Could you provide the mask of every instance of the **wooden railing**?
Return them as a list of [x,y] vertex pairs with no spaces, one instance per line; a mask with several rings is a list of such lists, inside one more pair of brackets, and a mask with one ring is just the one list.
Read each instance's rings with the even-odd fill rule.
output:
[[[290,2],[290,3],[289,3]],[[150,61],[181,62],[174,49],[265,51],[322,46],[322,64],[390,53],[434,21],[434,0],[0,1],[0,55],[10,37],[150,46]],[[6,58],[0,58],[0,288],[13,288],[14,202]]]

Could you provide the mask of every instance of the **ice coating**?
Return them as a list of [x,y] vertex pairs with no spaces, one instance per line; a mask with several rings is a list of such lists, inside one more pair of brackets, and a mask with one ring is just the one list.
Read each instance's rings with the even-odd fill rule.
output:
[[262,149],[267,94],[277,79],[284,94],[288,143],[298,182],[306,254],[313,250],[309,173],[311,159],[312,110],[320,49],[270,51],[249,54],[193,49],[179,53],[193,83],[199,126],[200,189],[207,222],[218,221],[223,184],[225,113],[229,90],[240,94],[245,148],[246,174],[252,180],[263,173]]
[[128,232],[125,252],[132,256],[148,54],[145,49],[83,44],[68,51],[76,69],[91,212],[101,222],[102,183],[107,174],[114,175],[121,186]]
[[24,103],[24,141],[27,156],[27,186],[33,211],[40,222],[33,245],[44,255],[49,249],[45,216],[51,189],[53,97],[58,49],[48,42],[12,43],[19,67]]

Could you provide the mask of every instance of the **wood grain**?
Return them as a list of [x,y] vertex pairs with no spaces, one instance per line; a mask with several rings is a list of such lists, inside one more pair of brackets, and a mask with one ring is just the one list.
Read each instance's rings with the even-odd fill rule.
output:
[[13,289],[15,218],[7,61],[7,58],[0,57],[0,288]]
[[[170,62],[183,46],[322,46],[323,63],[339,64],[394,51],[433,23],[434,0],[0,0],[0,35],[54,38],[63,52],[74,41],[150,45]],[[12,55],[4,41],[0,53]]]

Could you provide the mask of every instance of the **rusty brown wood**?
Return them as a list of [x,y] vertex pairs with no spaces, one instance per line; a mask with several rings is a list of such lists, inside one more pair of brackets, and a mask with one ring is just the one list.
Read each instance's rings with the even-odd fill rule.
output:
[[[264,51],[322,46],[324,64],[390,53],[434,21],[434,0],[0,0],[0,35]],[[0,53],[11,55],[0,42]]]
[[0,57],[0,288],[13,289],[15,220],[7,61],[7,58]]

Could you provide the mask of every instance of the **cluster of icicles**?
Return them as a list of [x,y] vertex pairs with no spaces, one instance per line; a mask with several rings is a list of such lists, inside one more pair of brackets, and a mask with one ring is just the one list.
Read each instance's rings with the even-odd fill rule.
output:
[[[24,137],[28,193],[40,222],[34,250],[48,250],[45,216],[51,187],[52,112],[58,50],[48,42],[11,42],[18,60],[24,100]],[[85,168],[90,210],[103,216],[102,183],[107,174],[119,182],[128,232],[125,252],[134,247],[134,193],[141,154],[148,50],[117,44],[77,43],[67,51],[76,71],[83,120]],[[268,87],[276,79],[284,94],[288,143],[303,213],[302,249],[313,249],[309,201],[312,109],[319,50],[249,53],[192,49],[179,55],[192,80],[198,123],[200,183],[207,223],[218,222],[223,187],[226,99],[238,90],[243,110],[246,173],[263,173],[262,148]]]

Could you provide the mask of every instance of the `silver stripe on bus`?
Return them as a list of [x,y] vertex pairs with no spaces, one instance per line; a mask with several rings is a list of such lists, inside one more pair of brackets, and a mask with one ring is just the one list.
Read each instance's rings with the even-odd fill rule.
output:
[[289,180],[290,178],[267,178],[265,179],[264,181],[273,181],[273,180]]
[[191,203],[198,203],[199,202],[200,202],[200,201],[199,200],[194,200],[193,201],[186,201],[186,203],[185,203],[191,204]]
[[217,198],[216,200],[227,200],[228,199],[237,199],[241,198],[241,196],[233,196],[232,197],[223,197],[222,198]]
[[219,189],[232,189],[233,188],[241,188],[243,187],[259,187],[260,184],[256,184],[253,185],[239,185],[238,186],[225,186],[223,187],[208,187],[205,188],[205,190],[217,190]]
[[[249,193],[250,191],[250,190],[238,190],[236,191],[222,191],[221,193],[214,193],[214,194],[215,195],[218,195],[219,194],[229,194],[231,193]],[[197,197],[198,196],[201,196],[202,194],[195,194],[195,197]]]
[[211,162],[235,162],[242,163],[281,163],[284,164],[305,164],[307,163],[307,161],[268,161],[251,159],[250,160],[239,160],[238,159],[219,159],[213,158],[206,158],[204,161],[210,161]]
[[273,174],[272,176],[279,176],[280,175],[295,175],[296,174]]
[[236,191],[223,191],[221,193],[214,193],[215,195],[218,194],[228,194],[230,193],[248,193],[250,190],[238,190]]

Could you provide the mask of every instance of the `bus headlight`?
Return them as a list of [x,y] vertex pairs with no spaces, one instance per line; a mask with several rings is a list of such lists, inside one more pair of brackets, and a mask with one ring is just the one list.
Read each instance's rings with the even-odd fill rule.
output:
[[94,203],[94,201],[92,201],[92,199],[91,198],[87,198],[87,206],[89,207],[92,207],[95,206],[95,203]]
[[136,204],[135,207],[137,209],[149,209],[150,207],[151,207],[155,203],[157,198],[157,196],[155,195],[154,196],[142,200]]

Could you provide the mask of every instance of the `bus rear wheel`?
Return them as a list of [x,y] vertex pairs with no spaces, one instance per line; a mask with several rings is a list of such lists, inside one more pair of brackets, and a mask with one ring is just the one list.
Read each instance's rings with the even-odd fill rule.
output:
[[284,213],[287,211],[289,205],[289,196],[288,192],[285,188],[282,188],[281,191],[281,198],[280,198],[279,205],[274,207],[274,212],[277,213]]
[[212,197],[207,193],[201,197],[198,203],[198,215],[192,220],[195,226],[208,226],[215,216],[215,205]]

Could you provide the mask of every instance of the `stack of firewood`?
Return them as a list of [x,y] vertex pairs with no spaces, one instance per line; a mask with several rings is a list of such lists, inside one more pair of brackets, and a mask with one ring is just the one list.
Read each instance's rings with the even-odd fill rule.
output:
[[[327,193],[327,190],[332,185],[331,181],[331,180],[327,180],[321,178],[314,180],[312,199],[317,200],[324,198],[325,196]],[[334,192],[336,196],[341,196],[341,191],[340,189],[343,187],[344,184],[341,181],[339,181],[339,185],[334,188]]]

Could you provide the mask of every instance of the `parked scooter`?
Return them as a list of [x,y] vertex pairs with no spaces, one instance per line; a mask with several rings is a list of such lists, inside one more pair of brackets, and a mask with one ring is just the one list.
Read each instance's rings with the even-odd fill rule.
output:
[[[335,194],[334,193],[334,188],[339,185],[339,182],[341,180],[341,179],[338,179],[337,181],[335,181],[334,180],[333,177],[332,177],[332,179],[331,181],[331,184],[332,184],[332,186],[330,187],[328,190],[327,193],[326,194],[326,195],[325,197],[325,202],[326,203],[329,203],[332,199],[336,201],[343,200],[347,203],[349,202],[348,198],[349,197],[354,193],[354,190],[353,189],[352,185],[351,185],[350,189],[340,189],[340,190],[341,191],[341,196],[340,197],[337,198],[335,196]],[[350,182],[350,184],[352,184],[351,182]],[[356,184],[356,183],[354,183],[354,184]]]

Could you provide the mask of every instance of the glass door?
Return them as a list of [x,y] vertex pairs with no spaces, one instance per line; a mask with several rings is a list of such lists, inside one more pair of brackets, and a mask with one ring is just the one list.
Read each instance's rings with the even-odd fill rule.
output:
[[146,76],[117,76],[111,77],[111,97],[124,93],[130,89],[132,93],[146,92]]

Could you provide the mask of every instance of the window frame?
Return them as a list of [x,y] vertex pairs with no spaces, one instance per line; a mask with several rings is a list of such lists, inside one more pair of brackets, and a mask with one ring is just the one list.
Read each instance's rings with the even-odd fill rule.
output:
# # # #
◆ **What is asked**
Return precisely the lines of the records, starting with the line that holds "Could you provide the mask of every instance of the glass" and ending with the last one.

◆ **Answer**
Could you provide the mask of every instance of the glass door?
Return them as a list of [x,y] vertex pairs with no spaces, one instance per line; a mask with several rings is a list of such lists, inside one more pair of brackets, and a mask with one ring is just the one list.
Read each instance's rings with the even-odd fill rule.
output:
[[146,76],[117,76],[111,77],[111,97],[124,93],[130,89],[132,93],[146,92]]

Could you provide the mask of every instance of the window frame?
Return them as a list of [x,y] vertex pairs with no spaces, one instance per line; a mask with several rings is a list of such lists, inside one more pair of brackets, and a mask with one ring is just the one list.
Read each instance's rings with the even-odd fill rule.
output:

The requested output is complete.